### What to produce
Line by line, repeat the material below exactly and leave the images out.

### Dataset extract
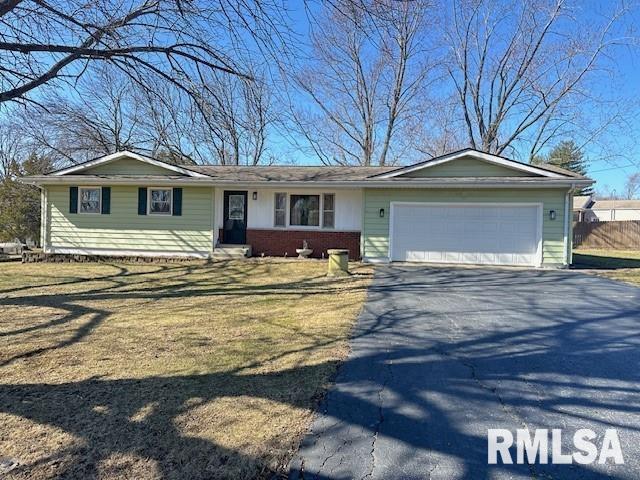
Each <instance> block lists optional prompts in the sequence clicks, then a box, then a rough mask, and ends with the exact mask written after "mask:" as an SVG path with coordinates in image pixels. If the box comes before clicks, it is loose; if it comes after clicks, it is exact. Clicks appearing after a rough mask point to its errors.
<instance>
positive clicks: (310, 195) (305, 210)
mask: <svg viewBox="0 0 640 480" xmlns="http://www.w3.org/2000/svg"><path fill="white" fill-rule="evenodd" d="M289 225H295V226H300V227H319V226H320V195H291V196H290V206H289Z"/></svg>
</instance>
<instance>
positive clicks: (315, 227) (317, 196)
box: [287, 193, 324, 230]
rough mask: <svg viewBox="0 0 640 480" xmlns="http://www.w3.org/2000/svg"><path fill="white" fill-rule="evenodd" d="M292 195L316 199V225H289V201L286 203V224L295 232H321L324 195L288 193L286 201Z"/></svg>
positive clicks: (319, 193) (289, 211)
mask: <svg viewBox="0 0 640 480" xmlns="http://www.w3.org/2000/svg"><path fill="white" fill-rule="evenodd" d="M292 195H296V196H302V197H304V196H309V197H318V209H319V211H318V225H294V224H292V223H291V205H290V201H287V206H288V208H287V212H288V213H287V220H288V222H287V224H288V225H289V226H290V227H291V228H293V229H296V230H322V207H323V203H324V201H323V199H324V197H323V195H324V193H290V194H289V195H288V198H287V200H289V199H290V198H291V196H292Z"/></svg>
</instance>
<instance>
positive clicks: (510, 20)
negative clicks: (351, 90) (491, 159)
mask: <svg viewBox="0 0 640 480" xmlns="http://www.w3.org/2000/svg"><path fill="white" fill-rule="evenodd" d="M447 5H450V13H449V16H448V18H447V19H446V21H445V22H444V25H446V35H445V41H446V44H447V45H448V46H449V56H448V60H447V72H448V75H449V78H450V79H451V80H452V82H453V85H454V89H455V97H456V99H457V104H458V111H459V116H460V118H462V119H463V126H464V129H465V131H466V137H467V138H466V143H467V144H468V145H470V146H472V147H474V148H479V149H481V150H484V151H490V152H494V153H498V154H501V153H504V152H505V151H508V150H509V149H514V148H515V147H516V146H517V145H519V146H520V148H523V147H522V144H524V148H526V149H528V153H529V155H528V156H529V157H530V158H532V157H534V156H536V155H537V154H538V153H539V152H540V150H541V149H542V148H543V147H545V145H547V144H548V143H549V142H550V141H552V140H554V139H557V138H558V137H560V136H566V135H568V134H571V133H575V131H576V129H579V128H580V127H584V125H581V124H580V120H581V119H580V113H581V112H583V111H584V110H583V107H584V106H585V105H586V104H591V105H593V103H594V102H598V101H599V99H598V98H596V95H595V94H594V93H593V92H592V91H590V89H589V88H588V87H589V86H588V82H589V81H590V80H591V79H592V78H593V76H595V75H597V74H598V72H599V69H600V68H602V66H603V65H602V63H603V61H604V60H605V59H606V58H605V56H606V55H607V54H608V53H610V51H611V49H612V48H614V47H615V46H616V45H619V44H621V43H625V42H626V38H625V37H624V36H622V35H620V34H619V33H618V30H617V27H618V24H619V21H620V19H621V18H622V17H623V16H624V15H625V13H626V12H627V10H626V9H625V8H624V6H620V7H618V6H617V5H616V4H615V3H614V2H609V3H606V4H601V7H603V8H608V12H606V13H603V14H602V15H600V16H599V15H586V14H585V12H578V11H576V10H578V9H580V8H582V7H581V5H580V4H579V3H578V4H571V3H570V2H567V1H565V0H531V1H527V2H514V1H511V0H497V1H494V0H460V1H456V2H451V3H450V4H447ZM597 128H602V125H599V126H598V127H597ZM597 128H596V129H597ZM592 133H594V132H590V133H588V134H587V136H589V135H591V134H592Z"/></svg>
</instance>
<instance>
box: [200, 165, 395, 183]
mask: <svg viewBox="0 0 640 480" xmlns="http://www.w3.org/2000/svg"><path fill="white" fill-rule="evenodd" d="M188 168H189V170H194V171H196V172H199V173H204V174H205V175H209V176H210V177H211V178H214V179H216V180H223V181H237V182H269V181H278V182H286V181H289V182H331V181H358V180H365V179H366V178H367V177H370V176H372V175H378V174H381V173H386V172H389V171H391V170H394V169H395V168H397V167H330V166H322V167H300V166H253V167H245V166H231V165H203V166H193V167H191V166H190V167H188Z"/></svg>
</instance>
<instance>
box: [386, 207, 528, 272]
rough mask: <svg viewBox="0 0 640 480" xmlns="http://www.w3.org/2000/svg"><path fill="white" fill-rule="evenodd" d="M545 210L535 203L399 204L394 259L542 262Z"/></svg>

### Written response
Each <instance> block lists optional prompts in the sequence clicks, then a box, then a rough mask, and ends with the exact mask written after "mask:" as an SVG path with coordinates in image pixels. If the box comes before clicks, it is loose; if it comes after clicks, it is exact. Clicks appearing after a rough mask point to its errors.
<instance>
positive clicks: (310, 195) (305, 210)
mask: <svg viewBox="0 0 640 480" xmlns="http://www.w3.org/2000/svg"><path fill="white" fill-rule="evenodd" d="M289 225H295V226H300V227H319V226H320V195H291V196H290V206H289Z"/></svg>
</instance>
<instance>
positive clicks: (315, 227) (317, 196)
box: [287, 193, 324, 230]
rough mask: <svg viewBox="0 0 640 480" xmlns="http://www.w3.org/2000/svg"><path fill="white" fill-rule="evenodd" d="M292 195L316 199V225H289V201L286 203V224L295 232H321L324 195L288 193L286 201Z"/></svg>
positive clicks: (319, 193) (289, 211)
mask: <svg viewBox="0 0 640 480" xmlns="http://www.w3.org/2000/svg"><path fill="white" fill-rule="evenodd" d="M292 195H296V196H302V197H304V196H309V197H318V209H319V211H318V225H294V224H292V223H291V205H290V201H287V206H288V208H287V212H288V213H287V220H288V222H287V224H288V225H289V226H290V227H291V228H293V229H296V230H322V207H323V203H324V201H323V199H324V197H323V195H324V193H290V194H289V195H288V198H287V200H289V199H290V198H291V196H292Z"/></svg>
</instance>
<instance>
positive clicks: (510, 20)
negative clicks: (351, 90) (491, 159)
mask: <svg viewBox="0 0 640 480" xmlns="http://www.w3.org/2000/svg"><path fill="white" fill-rule="evenodd" d="M447 5H450V13H449V16H448V18H447V19H446V21H445V22H444V25H446V35H445V41H446V44H447V45H448V46H449V56H448V60H447V72H448V75H449V78H450V79H451V80H452V82H453V85H454V89H455V97H456V99H457V104H458V111H459V116H460V118H462V119H463V126H464V129H465V131H466V137H467V138H466V143H467V144H468V145H470V146H472V147H474V148H479V149H481V150H484V151H490V152H494V153H498V154H501V153H504V152H505V151H508V150H509V149H514V148H515V147H516V146H517V145H519V146H520V148H523V147H522V144H524V148H526V149H528V153H529V155H528V156H529V157H530V158H532V157H534V156H536V155H537V154H538V153H539V152H540V150H541V149H542V148H543V147H545V145H547V144H548V143H549V142H550V141H552V140H554V139H557V138H558V137H560V136H566V135H568V134H571V133H575V131H576V129H579V128H580V127H584V125H581V124H580V120H581V119H580V113H581V112H583V111H584V110H583V107H584V106H585V105H586V104H591V105H593V103H594V102H598V101H599V99H598V98H596V95H595V94H594V93H593V92H592V91H590V89H589V88H588V87H589V86H588V82H589V81H590V80H591V79H592V78H593V76H595V75H597V74H598V72H599V69H600V68H602V66H603V65H602V63H603V61H604V60H605V59H606V58H605V56H606V55H607V54H608V53H610V51H611V49H612V48H614V47H615V46H616V45H619V44H621V43H625V42H626V38H625V37H624V36H622V35H620V34H619V33H618V30H617V27H618V24H619V21H620V19H621V18H622V17H623V16H624V15H625V13H626V12H627V10H626V9H625V8H624V6H620V7H618V6H617V5H616V4H615V3H614V2H609V3H606V4H601V7H603V8H608V12H606V13H603V14H602V15H600V16H599V15H586V14H585V12H578V11H576V10H578V9H580V8H582V7H581V5H580V4H579V3H578V4H571V3H570V2H567V1H565V0H531V1H527V2H514V1H511V0H497V1H494V0H460V1H456V2H451V3H450V4H447ZM597 128H602V125H599V126H598V127H597ZM597 128H596V129H597ZM592 133H594V132H590V133H588V134H587V136H589V135H591V134H592Z"/></svg>
</instance>
<instance>
box: [200, 165, 395, 183]
mask: <svg viewBox="0 0 640 480" xmlns="http://www.w3.org/2000/svg"><path fill="white" fill-rule="evenodd" d="M188 168H189V170H194V171H196V172H199V173H204V174H205V175H209V176H210V177H211V178H214V179H216V180H223V181H237V182H269V181H278V182H286V181H289V182H331V181H358V180H365V179H366V178H367V177H370V176H372V175H378V174H381V173H386V172H389V171H391V170H394V169H395V168H397V167H330V166H322V167H300V166H253V167H245V166H231V165H203V166H193V167H191V166H190V167H188Z"/></svg>
</instance>
<instance>
box: [386, 207, 528, 272]
rough mask: <svg viewBox="0 0 640 480" xmlns="http://www.w3.org/2000/svg"><path fill="white" fill-rule="evenodd" d="M545 210L535 203L399 204L394 259L542 262Z"/></svg>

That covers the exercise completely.